→ **Exercises to complete**
- 1) Answer these from the Zero Sugar Facts about page:
(a) What does each ingredient page lead with?
(b) Which authority is listed for additive safety assessments?
(c) How is peer-reviewed research cited?
- 2) Extend the Zero Sugar Facts about page, beginning right after its final line.

About Zero Sugar Facts

Zero Sugar Facts is a plain, sourced reference on the sweeteners and sugars in everyday food. The aim is simple: clear answers to the questions people actually ask, grounded in what regulators and published research say — and nothing more.

Why this site exists

Sweeteners are one of the most confusing corners of food. The same ingredient can be called a miracle in one headline and a hazard in the next, and most of what is written about them is either trying to sell something or trying to frighten someone. It is genuinely hard to find a straight answer to a plain question — is this safe, does it raise blood sugar, can I bake with it, how does it compare to the alternatives.

Zero Sugar Facts is built to be that straight answer. Each page covers one ingredient, leads with the verdict, explains what the ingredient is and how the body handles it, sets out the honest pros and cons, and compares it with other options. The goal is a reference you can trust precisely because it is not trying to talk you into anything.

How we write

A few principles shape every page on this site.

What we cite

The recurring authorities behind the pages on this site:

Primary sources

  • US Food & Drug Administration (FDA) — regulatory status of sweeteners, GRAS recognitions, and food-labeling rules including the Added Sugars line.
  • Dietary Guidelines for Americans, 2025–2030 — federal dietary guidance on added sugars and non-nutritive sweeteners.
  • World Health Organization (WHO) — guidance on free sugars and on non-sugar sweeteners.
  • European Food Safety Authority (EFSA) — additive safety assessments.
  • Peer-reviewed research — cited by author and year where a specific study is relevant.
  • State legislation where relevant — for example, California's 2025 Real Food, Healthy Kids Act (AB 1264), cited for exactly what it does and does not say.

→ **Entries provided**
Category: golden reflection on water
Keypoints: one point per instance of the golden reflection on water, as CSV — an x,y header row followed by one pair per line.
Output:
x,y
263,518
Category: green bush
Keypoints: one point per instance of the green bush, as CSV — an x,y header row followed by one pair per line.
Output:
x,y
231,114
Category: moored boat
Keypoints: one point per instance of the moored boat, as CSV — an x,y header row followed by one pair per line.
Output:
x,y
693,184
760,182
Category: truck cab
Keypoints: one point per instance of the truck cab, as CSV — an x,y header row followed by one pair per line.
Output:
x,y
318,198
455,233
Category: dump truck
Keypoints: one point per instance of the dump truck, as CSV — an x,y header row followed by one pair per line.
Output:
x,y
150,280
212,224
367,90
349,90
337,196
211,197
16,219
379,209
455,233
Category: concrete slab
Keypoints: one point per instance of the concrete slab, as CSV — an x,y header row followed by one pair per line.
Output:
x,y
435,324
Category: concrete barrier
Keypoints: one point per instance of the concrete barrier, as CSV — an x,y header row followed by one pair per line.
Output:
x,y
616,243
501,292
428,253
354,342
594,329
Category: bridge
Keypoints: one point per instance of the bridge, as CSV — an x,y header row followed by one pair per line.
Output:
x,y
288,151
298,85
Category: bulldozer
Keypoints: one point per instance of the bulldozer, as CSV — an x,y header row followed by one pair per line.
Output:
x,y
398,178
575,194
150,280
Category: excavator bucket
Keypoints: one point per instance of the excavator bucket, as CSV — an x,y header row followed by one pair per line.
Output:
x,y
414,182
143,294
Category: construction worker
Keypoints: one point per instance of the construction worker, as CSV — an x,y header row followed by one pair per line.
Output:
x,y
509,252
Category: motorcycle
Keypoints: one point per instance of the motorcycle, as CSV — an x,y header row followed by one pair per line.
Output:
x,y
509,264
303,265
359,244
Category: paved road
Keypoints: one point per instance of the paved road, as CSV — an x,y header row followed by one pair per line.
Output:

→ **Answers by task**
- 1)
(a) The verdict.
(b) The European Food Safety Authority (EFSA).
(c) By author and year, where a specific study is relevant.

- 2)
We aim to represent each source accurately and in context — quoting what an authority actually said, with its scope and date, rather than stretching it. Where sources disagree or evidence is unsettled, we say that too.

What this site is not

Zero Sugar Facts does not sell sweeteners and does not exist to steer readers toward any particular product or brand. The ingredient pages discuss generic ingredients — allulose, erythritol, aspartame, table sugar and the rest — as categories, not as brand recommendations.

This site also does not give medical or dietary advice. It is a general educational reference. Nutrition needs are individual, and anyone managing a medical condition such as diabetes should make decisions with a qualified healthcare professional. The site explains what the evidence says; it does not tell any individual what to eat.

A living reference

Guidance changes, research advances, and regulatory positions are updated. Zero Sugar Facts is intended to be maintained over time rather than written once and left — pages carry the year they were last updated, and they are revised as the underlying sources change. If the facts move, the pages move with them.